### What the exercise asks:
Write out the line with "Expected: a marker on each instance of the lower" and each line after it to the end of the material, exactly as they appear and with nothing else.

### Listed entries:
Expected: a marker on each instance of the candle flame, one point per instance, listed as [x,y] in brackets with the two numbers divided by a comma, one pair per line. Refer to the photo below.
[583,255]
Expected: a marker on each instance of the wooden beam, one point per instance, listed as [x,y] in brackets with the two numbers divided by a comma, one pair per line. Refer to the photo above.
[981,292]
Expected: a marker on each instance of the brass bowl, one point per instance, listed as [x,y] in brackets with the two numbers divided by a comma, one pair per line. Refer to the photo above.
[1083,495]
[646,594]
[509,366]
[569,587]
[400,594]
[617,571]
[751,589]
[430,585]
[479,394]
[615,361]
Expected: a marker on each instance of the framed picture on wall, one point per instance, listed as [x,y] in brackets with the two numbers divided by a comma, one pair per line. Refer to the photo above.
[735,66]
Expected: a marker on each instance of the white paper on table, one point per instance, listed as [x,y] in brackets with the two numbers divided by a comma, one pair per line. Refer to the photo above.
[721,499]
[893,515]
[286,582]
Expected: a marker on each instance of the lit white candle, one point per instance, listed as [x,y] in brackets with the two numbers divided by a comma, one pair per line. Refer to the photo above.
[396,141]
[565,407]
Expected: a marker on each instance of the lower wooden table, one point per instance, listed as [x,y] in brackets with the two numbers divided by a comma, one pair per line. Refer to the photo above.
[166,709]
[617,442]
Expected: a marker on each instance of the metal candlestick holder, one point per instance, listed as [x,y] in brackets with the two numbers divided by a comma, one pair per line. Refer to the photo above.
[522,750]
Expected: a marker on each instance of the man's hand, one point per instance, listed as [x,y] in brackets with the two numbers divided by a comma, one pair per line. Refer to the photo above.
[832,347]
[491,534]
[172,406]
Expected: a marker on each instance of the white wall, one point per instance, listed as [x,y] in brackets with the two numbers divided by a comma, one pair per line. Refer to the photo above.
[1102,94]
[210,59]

### Answer to this task:
Expected: a marker on each instance of the lower wooden table, one point per instance, listed as [x,y] in brackets with the two numbers divided by a comma, one pair per line. Refer to the photo above.
[166,709]
[617,442]
Expected: a marker on each instance of the metal candlestick holder, one point per instance, listed as [x,y] in brackets with the two numbers divided by a comma, one pair per line. Refer to the photo above.
[522,750]
Expected: a marker on each instance of the man's hand, one point per instance, listed as [x,y] in brackets with the two numbers divided by a comma, one pair per line. Refer to the photo above.
[832,347]
[491,534]
[172,406]
Expected: a marker on each instance of the white wall, one point per instance, listed as [x,y] in brackets with the two numbers divided by a comma, one pair per line. Refer to the photo above.
[1102,94]
[210,59]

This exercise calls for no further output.